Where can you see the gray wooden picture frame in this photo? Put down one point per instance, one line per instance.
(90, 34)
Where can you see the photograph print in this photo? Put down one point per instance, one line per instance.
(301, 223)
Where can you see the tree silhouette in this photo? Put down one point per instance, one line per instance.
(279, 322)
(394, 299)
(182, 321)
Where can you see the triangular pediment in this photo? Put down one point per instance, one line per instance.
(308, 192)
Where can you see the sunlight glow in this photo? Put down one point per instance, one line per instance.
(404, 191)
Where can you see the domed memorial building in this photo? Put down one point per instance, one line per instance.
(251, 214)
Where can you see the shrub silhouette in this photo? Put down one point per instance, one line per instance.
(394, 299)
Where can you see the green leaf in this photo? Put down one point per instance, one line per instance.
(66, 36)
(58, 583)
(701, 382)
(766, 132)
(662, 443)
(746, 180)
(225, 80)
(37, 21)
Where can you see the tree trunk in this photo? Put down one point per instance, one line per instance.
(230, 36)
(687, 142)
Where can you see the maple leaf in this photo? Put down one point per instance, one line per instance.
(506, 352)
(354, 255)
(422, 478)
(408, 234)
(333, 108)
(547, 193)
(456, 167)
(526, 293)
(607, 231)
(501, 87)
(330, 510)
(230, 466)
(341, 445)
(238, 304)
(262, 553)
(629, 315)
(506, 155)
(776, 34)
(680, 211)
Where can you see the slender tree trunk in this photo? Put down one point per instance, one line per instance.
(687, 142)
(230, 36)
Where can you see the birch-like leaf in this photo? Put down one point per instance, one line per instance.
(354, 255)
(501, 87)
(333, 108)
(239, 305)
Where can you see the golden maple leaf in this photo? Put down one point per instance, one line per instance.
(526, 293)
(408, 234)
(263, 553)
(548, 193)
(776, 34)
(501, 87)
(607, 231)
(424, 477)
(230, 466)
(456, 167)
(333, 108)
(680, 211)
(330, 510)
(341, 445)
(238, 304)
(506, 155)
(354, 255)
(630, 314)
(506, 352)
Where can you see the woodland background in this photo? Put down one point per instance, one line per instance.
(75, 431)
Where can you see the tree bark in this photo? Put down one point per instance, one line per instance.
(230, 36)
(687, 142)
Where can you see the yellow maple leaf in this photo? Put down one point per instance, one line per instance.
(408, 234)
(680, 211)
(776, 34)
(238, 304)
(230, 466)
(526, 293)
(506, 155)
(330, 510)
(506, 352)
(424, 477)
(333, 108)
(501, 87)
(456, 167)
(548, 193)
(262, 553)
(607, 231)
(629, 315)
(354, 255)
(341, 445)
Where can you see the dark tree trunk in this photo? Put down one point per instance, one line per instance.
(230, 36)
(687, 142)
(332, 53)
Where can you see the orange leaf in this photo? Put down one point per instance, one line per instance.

++++

**Exercise brief**
Write out the lines above again, changing "Put down" to "Mark" everywhere it occurs and leaving all else unchanged.

**Written response**
Where can you see the gray wooden picture frame in this photo? Mark one point per instance, one line per instance.
(90, 34)
Where can you see the photograph print in this photo? Mark one point per instance, one line per instance.
(301, 223)
Where can you see the tree silhouette in this photo? Mark one point per instance, one line per instance.
(279, 322)
(394, 299)
(182, 321)
Where can you see the triangular pediment in this photo? Mark one point per instance, one line per instance.
(308, 192)
Where can you see the sunlight glow in this photo? Mark one point per instance, one line per instance.
(404, 191)
Where can you see the domed memorial building in this photo? Mark one point per instance, one line per instance.
(251, 214)
Where can you see the shrub silhouette in this photo? Mark one point per instance, one line per instance.
(394, 299)
Where can you see the green leaf in this photo? Mark one point per instance, one line per instance.
(66, 36)
(58, 583)
(701, 382)
(766, 132)
(662, 443)
(746, 180)
(225, 80)
(37, 21)
Where can you see the tree trunk in this photo? Mark one point per instance, one line per instance.
(230, 36)
(687, 142)
Where can you see the maple leaf in this photo? Mark one point per instance, one line per instance.
(506, 352)
(354, 255)
(422, 478)
(408, 234)
(333, 108)
(547, 193)
(456, 167)
(526, 293)
(607, 231)
(501, 87)
(330, 510)
(230, 466)
(341, 445)
(238, 304)
(262, 553)
(629, 315)
(506, 155)
(776, 34)
(680, 211)
Where can you see the slender tree trunk in this photo? Mark one point per instance, one line per instance.
(687, 142)
(230, 36)
Where can you see the birch-like leaf in this photo? Mark one point per instance, one line per instance.
(354, 255)
(501, 87)
(333, 108)
(239, 305)
Where can you see the golden maple leaf in this photo? Mark one point per instance, one line per instance.
(526, 293)
(408, 234)
(263, 553)
(548, 193)
(776, 34)
(501, 87)
(607, 231)
(424, 477)
(230, 466)
(456, 167)
(333, 108)
(680, 211)
(330, 510)
(341, 445)
(238, 304)
(506, 155)
(354, 255)
(630, 314)
(506, 352)
Where can you see the woodland background in this photo? Mark one point per instance, one line per instance.
(75, 431)
Where can you see the tree bark in this photo? Mark one point per instance, one line per instance.
(230, 36)
(687, 142)
Where can you see the yellow maple leaf in this photo? Mark one point per instance, one line per instance.
(408, 234)
(680, 211)
(776, 34)
(238, 304)
(230, 466)
(526, 293)
(506, 155)
(330, 510)
(506, 352)
(424, 477)
(333, 108)
(501, 87)
(456, 167)
(548, 193)
(262, 553)
(607, 231)
(629, 315)
(354, 255)
(341, 445)
Where can you see the dark tree trunk in this photo? Mark one point per instance, one line per instance.
(230, 36)
(687, 142)
(332, 53)
Where can you see the orange leaf in this photo? Mark one point per instance, one line per instance.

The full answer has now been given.